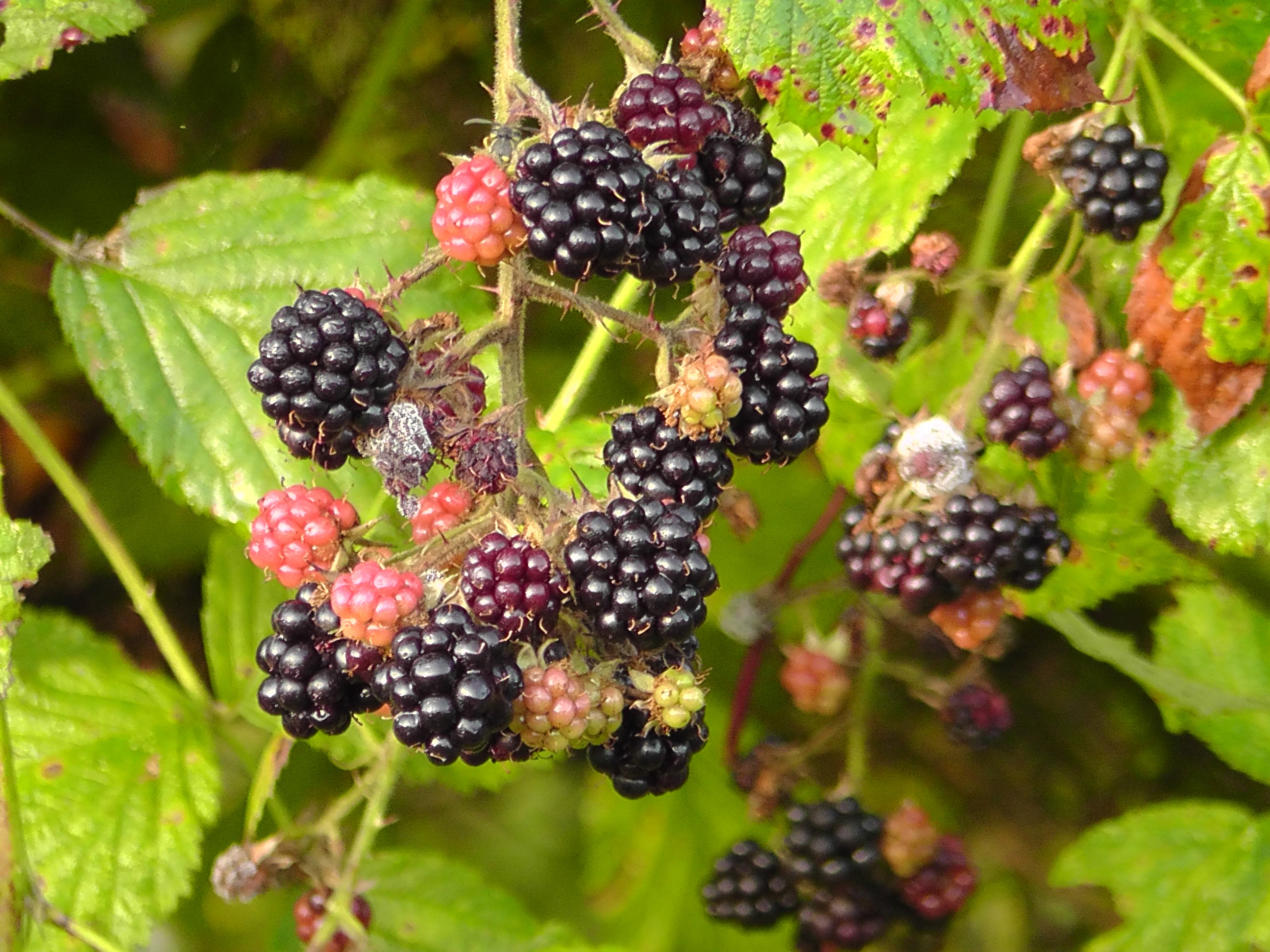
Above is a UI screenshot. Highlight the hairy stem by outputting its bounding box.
═══
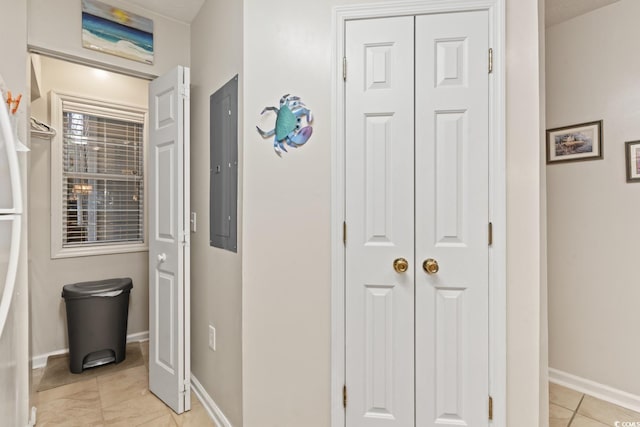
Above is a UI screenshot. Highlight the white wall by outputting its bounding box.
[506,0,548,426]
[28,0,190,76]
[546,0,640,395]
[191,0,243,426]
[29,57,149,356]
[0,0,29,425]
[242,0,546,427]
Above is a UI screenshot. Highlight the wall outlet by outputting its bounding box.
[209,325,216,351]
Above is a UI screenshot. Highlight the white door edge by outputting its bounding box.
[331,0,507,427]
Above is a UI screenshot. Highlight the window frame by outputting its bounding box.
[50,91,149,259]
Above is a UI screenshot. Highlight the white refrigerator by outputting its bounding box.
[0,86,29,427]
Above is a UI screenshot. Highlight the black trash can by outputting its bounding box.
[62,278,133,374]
═══
**TASK TO CARRY OUT**
Gather every line of the records above that contains the word "white", treating uppercase and lowercase letters as distinct.

**RESPONSE TO THE TASK**
Above is a UI screenshot. Highlight the white wall by outputting its bounding box.
Above is a UI screenshot. Highlight the white door edge by outputting its bounding box.
Above is a UI screenshot. Highlight the white refrigerator by outputting its bounding box.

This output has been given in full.